• Text shown:
───
Midlife
Today I received my annual physical. Even though it’s business as usual with the cyclical events of my body, the physician was required to discuss certain changes that could strike at any time, any minute in fact, since I have recently celebrated my fifty second birthday. At the end of my visit, I was given a manila envelope with the words “Midlife” written on the front in large letters and a goodie bag of condoms. Seems only yesterday that I was leaving the doctor’s office with a lollipop.
I’ve just opened the ominous envelope and it contains some literature and one pamphlet on menopause that reads something like this:
“Warning: Your body is about to self destruct. Mother Nature no longer requires your reproductive services and so you will begin to experience aching joints, extreme sweating, frequent urination, headaches, hot flashes, insomnia, mood changes, night sweats, decrease in ability to concentrate or recall, vaginal dryness and changes in sexual desire”.
A change in sexual desire? So what are they saying here? That if one finds themselves unable to recall where they left the personal lubricant and while rummaging around frantically, sweating profusely between mad dashes to the bathroom to pee, while their head throbs and their joints ache and getting more and more pissed off in the process, they just may lose that loving feeling?
Jesus, Mary and Joseph! I’m tossing the pamphlet in the garbage and going to the gym.



Holy crap could that “warning” been any more lacking in subtlety and consideration? It sounds like whoever wrote/OK’d that copy was aiming for humor, but jeez did they miss the mark… and why even go there with such a personal and sensitive subject.
One can only hope they don’t write anything for cancer institutes, funeral homes, or proctologists.
───
• Information supplied:
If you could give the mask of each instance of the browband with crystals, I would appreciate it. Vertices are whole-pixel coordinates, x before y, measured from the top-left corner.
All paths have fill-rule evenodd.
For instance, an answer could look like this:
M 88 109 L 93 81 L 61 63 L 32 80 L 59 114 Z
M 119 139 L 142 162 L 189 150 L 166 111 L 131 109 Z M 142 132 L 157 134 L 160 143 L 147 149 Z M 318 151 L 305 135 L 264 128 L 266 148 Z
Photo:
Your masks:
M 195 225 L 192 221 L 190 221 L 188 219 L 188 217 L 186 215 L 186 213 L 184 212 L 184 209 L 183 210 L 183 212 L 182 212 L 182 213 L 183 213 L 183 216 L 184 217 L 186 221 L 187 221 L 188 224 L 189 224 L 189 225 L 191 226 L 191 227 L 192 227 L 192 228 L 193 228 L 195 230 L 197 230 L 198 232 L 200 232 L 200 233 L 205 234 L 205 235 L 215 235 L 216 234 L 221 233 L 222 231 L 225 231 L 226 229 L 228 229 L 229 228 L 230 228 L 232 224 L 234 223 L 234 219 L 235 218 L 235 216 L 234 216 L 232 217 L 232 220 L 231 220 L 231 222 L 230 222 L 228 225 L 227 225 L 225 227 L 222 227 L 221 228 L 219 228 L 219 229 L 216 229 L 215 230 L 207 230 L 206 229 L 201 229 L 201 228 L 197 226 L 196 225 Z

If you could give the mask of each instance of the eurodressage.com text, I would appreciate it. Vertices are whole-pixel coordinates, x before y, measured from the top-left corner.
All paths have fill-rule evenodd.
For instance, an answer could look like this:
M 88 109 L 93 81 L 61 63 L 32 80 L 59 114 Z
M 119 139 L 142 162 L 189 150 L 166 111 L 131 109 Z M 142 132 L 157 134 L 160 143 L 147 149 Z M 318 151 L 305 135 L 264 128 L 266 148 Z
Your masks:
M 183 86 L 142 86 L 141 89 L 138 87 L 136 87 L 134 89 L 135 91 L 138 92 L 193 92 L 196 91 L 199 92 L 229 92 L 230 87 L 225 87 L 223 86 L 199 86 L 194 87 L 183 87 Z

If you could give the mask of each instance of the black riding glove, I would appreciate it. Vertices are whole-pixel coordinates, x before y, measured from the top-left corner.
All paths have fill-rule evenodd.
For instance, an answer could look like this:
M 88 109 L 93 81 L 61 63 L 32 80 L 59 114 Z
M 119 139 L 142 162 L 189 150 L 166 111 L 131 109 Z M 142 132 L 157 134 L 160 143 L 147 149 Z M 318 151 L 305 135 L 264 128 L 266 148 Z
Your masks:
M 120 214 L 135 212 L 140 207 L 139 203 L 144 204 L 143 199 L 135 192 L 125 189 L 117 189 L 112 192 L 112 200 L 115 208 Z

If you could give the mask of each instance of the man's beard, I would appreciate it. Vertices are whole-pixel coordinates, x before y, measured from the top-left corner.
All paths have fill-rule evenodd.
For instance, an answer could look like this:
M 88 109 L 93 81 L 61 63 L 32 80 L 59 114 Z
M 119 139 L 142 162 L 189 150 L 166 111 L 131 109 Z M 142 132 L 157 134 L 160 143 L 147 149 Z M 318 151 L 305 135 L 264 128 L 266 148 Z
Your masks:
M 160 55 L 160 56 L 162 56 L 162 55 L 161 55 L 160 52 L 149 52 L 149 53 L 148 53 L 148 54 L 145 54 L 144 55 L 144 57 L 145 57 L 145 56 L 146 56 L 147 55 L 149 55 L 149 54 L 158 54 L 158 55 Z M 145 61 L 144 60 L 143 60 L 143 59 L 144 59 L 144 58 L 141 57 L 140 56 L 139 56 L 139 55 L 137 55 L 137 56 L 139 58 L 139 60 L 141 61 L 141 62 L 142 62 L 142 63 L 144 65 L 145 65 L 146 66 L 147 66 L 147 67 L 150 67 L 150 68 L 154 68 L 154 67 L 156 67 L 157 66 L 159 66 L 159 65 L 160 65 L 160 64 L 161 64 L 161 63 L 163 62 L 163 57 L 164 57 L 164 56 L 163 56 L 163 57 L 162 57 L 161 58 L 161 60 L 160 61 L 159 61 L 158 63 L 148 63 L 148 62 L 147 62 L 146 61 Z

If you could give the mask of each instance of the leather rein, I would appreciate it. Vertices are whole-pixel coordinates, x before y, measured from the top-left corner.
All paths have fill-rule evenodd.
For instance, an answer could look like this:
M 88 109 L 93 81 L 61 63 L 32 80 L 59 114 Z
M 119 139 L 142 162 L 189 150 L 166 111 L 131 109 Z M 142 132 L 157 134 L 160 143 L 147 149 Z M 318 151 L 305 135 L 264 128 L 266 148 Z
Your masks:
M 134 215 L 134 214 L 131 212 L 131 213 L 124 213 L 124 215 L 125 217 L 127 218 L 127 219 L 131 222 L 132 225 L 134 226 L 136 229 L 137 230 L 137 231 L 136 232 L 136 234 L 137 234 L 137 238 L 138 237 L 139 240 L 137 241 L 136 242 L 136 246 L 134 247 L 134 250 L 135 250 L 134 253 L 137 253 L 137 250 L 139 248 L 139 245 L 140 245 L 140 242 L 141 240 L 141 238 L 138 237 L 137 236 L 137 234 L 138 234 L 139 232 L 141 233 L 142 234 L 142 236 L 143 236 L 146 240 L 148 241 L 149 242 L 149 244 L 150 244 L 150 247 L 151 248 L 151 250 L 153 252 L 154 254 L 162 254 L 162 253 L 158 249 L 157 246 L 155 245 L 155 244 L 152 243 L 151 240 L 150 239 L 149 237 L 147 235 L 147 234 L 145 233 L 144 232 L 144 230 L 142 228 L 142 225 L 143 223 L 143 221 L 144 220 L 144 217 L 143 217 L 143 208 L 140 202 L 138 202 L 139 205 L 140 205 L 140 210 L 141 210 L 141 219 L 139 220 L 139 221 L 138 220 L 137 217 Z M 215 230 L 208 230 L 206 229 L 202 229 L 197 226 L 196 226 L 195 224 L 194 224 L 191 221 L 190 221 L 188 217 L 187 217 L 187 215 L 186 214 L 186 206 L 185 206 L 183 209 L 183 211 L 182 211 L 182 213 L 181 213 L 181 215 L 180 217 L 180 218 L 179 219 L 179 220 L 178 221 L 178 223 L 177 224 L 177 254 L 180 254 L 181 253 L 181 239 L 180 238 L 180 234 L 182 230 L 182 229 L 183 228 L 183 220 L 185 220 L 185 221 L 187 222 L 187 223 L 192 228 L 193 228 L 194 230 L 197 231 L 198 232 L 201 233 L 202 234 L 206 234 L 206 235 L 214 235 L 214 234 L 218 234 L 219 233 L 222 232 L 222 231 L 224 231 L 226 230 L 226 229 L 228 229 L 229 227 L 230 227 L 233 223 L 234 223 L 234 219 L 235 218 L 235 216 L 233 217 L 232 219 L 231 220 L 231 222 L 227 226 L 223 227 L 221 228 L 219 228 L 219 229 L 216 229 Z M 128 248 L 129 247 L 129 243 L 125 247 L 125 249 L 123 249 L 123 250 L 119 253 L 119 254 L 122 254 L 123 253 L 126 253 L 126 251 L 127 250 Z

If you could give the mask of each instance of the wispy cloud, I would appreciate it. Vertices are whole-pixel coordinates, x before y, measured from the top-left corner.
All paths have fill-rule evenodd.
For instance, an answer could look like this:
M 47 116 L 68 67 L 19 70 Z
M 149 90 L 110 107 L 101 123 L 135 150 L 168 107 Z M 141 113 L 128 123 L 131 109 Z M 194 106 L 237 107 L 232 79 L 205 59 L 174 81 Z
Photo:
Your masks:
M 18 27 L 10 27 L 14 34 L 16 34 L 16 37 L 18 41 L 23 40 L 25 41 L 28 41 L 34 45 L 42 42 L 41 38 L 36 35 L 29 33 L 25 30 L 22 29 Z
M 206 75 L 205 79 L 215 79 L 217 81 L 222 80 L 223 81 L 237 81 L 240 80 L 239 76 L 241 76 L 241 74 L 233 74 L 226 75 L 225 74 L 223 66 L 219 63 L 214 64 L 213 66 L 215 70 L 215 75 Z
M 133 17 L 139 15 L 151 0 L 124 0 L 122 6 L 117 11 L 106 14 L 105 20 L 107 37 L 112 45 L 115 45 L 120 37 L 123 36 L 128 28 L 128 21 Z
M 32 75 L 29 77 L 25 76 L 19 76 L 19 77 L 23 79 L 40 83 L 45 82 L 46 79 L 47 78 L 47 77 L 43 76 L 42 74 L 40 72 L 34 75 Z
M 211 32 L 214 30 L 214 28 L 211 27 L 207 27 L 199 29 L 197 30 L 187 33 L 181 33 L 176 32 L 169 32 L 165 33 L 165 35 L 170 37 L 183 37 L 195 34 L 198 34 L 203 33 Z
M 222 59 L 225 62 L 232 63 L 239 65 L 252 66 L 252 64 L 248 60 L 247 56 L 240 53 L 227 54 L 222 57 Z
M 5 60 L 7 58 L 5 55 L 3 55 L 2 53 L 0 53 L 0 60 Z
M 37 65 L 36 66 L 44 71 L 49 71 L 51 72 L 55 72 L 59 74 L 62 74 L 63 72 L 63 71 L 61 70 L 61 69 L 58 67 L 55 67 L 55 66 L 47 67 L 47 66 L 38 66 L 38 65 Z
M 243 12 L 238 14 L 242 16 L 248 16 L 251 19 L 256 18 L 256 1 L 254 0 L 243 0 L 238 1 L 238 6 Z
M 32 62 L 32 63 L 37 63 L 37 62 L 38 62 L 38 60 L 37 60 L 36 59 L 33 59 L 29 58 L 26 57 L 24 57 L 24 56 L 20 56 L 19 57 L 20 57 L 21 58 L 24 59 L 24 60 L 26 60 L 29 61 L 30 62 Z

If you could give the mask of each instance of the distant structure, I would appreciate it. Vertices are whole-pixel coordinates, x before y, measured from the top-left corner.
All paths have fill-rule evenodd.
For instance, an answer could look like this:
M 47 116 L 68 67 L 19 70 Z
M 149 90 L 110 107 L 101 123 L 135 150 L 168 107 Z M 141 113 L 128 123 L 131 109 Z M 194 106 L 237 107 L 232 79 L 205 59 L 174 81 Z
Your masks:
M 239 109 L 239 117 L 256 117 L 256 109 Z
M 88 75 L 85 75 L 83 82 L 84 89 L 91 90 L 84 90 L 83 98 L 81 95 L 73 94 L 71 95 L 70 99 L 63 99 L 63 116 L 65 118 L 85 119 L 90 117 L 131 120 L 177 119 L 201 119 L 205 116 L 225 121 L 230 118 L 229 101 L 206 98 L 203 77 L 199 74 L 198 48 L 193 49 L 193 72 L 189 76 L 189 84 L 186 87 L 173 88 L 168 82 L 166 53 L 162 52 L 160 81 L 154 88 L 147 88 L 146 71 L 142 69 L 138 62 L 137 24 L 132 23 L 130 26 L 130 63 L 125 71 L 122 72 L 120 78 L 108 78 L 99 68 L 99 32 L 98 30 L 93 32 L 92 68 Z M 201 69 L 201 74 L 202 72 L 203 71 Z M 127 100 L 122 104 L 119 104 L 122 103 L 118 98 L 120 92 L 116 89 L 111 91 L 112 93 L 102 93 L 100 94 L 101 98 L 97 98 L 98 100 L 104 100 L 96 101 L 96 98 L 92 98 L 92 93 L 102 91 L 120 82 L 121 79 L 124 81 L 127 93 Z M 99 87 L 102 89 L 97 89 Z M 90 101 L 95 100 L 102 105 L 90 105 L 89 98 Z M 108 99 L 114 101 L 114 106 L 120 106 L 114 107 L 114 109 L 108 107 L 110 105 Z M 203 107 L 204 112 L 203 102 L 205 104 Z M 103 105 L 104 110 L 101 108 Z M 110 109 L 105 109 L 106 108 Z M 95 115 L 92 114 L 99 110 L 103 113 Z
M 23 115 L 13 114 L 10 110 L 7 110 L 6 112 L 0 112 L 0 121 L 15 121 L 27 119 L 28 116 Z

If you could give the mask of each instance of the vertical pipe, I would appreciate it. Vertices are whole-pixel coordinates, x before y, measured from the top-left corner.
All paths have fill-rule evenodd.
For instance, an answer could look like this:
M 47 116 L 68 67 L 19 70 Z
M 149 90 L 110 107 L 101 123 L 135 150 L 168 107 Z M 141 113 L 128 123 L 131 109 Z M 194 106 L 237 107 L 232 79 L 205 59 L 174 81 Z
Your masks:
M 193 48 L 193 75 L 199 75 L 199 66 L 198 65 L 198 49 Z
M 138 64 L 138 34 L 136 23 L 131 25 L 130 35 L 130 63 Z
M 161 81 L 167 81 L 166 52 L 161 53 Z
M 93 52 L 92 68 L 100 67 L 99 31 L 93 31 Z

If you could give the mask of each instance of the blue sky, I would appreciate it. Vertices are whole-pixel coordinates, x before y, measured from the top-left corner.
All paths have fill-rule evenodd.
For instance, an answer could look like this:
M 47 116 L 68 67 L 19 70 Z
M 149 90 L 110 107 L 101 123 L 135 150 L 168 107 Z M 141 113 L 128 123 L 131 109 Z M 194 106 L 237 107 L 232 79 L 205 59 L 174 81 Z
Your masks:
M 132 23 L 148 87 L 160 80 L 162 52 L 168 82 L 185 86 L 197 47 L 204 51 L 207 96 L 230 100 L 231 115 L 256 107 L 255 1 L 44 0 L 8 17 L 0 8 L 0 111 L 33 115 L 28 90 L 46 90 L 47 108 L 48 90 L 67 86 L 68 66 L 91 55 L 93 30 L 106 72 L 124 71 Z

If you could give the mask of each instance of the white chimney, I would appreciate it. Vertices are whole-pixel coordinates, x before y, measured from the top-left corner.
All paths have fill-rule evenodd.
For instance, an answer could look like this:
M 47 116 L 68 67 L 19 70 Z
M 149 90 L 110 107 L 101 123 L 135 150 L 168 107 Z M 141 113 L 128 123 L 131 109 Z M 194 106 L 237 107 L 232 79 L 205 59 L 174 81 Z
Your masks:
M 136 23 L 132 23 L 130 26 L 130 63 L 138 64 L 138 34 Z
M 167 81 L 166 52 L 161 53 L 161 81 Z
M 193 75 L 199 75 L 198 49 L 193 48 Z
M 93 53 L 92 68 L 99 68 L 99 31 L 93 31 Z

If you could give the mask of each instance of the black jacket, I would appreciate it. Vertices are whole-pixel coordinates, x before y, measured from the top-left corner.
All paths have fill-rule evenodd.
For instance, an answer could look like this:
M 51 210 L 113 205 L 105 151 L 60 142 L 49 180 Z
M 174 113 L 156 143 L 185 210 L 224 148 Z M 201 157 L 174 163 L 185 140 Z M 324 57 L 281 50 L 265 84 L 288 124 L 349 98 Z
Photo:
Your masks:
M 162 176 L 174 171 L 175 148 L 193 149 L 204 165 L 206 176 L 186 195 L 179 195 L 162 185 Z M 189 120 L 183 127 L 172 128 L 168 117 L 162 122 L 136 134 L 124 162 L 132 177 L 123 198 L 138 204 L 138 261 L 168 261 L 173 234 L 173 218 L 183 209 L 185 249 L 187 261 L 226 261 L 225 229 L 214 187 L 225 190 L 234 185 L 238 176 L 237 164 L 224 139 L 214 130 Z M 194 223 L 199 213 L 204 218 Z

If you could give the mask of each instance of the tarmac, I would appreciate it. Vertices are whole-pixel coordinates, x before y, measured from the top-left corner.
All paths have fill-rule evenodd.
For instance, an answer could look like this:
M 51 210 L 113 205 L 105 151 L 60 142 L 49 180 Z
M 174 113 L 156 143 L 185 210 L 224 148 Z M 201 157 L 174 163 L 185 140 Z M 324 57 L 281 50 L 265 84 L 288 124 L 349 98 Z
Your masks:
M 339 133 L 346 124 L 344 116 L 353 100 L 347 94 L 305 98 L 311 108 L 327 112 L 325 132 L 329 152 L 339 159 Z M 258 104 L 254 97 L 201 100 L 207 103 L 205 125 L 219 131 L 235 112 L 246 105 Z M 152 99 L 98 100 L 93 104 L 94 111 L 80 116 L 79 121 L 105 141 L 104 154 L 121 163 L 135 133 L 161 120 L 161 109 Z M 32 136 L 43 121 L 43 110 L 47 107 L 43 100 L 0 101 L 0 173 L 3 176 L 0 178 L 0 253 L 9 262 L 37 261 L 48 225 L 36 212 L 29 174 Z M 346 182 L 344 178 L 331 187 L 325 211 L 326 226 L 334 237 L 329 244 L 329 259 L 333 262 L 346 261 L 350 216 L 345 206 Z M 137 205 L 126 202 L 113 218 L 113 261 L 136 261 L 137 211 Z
───
• Task details:
According to the text titled "Midlife," what was the writer handed at the end of the physical?

• Exercise response:
A manila envelope with "Midlife" written on the front in large letters, along with a goodie bag of condoms.